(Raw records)
<<<<

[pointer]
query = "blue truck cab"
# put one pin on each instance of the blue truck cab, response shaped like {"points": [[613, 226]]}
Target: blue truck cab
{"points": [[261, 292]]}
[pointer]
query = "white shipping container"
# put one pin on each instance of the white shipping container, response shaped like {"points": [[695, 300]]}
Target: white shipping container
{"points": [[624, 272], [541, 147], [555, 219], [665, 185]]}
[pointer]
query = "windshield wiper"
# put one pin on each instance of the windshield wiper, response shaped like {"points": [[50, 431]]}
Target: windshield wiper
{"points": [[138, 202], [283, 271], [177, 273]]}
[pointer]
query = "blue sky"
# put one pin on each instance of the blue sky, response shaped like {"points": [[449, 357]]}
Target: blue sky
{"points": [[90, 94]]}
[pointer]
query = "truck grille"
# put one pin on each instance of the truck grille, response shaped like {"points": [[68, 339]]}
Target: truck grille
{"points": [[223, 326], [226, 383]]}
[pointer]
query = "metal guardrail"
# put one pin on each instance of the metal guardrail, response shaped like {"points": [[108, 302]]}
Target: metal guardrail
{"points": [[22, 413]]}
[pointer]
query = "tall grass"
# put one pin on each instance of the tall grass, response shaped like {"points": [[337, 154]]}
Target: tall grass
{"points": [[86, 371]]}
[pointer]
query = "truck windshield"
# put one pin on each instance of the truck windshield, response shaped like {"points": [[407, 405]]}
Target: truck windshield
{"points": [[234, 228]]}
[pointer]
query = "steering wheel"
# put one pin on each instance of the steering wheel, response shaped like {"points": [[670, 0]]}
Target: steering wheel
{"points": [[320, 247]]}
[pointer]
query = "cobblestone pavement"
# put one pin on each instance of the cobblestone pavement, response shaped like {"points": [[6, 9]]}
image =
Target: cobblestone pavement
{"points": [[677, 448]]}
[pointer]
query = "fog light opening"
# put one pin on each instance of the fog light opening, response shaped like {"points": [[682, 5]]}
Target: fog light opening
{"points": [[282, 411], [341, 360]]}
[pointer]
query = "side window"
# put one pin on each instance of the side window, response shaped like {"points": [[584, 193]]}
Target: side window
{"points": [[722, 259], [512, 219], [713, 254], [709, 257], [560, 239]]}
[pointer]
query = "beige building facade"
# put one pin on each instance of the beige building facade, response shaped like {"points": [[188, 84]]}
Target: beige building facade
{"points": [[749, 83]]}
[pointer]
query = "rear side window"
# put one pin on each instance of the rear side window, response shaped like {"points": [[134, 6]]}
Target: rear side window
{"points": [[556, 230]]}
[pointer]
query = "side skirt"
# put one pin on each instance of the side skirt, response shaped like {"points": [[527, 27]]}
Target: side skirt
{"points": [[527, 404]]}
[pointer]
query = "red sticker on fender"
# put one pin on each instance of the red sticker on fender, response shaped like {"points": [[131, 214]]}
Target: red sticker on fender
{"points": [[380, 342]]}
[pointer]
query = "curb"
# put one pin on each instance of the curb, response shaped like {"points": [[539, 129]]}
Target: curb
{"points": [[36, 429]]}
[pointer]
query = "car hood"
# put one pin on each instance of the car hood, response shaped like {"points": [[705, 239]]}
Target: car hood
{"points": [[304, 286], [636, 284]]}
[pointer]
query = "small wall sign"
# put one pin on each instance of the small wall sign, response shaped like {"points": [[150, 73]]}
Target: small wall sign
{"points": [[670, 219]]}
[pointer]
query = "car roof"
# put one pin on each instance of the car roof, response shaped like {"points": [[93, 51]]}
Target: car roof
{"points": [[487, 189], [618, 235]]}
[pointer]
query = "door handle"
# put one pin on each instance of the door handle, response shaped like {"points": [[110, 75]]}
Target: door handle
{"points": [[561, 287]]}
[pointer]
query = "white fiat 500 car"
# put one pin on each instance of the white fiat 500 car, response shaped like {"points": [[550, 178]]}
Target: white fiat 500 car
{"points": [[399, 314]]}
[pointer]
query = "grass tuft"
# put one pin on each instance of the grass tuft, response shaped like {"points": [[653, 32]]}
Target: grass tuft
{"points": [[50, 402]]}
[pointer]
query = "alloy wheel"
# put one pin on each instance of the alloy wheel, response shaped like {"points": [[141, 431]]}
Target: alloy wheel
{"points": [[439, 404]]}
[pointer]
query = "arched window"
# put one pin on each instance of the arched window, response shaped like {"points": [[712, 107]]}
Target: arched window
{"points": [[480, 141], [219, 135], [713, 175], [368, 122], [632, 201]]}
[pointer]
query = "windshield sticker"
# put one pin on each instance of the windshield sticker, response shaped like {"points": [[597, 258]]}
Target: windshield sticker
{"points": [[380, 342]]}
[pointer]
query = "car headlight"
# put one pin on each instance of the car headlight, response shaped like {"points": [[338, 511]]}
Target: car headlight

>>>>

Required work
From the material above, pick out every line that contains the string "fender" and copy each one. Count a match only when the case is the same.

The reply
query = "red sticker on fender"
# put one pin on each instance of the red sticker on fender, response shaped like {"points": [[131, 214]]}
Target: red sticker on fender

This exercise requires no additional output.